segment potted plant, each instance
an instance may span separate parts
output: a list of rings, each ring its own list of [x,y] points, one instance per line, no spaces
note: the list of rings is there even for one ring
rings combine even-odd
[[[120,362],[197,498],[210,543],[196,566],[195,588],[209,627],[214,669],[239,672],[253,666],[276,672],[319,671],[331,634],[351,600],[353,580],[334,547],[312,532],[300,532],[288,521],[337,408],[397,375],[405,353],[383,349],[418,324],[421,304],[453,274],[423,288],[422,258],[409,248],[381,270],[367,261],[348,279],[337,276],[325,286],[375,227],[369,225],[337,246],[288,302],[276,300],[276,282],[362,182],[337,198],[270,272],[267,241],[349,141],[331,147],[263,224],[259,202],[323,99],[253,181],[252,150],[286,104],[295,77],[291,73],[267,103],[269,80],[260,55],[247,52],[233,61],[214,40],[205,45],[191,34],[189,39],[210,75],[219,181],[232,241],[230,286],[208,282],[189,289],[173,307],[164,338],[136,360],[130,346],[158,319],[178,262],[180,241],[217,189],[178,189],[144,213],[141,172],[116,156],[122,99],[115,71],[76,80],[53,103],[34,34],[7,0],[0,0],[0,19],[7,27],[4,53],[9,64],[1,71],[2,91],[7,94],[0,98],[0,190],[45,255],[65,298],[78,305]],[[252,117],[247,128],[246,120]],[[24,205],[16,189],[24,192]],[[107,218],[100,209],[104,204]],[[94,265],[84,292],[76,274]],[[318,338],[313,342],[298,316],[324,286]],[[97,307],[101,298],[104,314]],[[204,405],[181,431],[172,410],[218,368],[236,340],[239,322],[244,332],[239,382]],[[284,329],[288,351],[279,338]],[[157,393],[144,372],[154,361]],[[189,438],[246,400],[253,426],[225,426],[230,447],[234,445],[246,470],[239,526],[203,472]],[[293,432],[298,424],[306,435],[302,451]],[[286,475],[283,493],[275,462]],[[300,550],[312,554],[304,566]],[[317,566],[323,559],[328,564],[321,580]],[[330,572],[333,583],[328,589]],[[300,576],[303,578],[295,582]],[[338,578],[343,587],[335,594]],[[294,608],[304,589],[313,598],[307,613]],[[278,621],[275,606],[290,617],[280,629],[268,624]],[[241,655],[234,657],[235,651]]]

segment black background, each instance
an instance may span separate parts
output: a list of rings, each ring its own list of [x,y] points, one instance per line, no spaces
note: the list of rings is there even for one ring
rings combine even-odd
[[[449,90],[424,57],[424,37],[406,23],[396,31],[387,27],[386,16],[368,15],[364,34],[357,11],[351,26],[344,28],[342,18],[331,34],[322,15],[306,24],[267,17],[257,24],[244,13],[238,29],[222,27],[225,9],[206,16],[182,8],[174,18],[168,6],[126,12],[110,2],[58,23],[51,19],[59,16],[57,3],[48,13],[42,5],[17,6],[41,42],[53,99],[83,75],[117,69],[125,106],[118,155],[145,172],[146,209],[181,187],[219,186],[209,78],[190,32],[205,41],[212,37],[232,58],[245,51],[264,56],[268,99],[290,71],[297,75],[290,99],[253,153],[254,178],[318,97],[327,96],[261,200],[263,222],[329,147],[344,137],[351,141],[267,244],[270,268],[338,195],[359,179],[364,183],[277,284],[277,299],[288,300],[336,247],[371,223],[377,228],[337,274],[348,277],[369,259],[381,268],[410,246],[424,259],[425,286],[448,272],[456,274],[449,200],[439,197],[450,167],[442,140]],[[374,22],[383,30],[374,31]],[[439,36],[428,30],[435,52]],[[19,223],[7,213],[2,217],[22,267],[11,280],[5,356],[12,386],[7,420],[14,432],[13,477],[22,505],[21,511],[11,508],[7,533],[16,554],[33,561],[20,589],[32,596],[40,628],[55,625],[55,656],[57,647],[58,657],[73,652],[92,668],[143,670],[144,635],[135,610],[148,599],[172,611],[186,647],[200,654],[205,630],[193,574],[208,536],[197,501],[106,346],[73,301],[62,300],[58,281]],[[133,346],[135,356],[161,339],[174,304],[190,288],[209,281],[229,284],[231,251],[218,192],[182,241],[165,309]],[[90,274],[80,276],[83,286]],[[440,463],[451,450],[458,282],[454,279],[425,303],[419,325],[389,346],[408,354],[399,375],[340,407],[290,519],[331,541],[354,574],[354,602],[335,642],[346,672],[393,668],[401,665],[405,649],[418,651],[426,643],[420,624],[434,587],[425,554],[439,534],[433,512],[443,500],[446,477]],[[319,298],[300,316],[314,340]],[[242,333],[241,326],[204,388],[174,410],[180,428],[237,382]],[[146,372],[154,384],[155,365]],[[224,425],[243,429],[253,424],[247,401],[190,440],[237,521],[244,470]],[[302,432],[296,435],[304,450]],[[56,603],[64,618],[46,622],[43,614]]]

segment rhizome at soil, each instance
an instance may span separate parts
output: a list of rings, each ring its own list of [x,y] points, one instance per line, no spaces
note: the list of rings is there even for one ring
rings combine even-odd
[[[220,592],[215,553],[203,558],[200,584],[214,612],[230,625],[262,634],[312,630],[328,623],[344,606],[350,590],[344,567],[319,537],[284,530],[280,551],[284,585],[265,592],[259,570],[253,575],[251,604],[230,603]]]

- - - -

§ **Task instructions**:
Show every line of the records that contains the word "segment".

§ **Solution for this problem**:
segment potted plant, each instance
segment black background, each instance
segment rhizome at soil, each instance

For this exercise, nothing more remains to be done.